* _Problem description_
Rewrite the records starting at the line containing "Please examine the provided image and locate the sunset" and ending at the line containing "[426,165,466,247]" as a two-column CSV with the headers text and answer. Use one row per record, quote every field, and replace any line breaks within a field with spaces.

* _Task input_
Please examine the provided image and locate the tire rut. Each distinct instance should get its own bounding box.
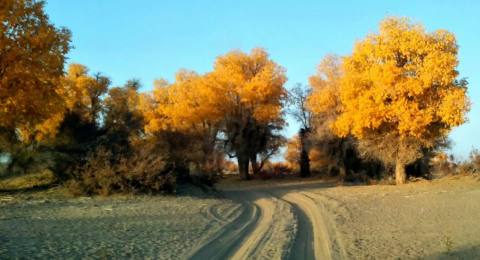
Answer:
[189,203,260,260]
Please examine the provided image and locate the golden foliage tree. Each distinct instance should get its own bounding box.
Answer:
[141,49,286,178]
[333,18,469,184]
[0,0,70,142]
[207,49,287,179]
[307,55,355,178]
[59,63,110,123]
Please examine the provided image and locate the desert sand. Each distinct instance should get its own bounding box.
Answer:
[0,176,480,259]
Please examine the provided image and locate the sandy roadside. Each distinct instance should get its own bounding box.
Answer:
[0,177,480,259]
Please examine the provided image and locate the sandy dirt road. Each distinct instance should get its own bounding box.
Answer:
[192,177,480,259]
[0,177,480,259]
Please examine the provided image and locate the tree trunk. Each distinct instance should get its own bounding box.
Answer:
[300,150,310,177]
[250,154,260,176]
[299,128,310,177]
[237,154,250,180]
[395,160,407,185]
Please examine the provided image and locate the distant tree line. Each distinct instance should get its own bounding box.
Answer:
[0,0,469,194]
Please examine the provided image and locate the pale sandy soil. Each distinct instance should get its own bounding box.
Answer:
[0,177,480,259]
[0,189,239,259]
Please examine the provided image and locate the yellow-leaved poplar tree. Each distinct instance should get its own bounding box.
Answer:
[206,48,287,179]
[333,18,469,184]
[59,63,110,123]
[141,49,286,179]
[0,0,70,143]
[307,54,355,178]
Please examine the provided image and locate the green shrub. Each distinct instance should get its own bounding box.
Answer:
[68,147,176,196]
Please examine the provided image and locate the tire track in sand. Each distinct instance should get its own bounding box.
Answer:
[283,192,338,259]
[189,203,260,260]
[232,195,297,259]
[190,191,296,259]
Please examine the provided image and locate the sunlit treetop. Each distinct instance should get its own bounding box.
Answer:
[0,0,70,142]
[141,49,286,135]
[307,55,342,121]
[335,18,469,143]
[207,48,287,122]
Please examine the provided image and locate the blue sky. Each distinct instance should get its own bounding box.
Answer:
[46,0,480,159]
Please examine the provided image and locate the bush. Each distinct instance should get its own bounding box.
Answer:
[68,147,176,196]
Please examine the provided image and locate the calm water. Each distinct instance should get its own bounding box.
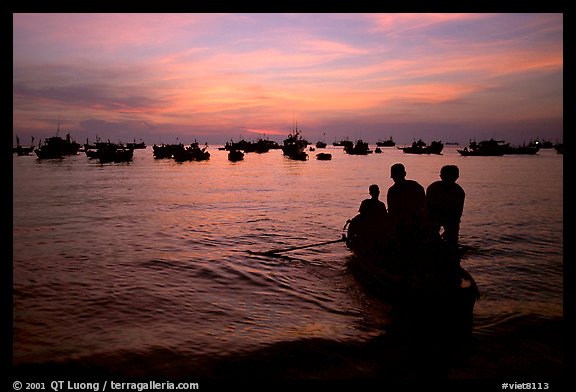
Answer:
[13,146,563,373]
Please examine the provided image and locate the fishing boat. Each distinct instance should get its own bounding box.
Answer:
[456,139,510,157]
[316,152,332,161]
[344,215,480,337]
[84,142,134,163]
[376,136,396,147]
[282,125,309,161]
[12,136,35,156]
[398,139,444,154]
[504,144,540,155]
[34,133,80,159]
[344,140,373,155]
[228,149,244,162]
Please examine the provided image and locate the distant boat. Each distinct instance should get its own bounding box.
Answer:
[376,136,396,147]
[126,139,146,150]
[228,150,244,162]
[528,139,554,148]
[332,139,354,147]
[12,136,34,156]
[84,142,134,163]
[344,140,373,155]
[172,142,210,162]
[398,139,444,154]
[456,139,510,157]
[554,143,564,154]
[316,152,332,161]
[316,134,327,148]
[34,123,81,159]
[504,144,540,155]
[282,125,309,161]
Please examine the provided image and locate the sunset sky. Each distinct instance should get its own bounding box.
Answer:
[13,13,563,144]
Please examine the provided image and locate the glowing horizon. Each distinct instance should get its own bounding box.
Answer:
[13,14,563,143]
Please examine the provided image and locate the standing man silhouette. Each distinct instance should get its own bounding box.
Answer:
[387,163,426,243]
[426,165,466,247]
...
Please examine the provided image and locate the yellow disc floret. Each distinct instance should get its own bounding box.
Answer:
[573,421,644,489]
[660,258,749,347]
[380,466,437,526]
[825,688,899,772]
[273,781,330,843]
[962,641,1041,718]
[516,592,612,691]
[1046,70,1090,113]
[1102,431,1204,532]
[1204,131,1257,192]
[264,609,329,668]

* _Task answer_
text,answer
"Please examine the provided image and locate the sunset sky. Each distinct instance should get its own bounding box. Answer:","[13,13,563,144]"
"Please examine the provided image and locate the glowing horizon. Each distinct instance should get its own bounding box. Answer:","[13,14,563,143]"
"Please examine the provided image and locate the standing man silhouette. Each distinct instance should get its own bounding box. Answer:","[387,163,426,243] [426,165,466,247]"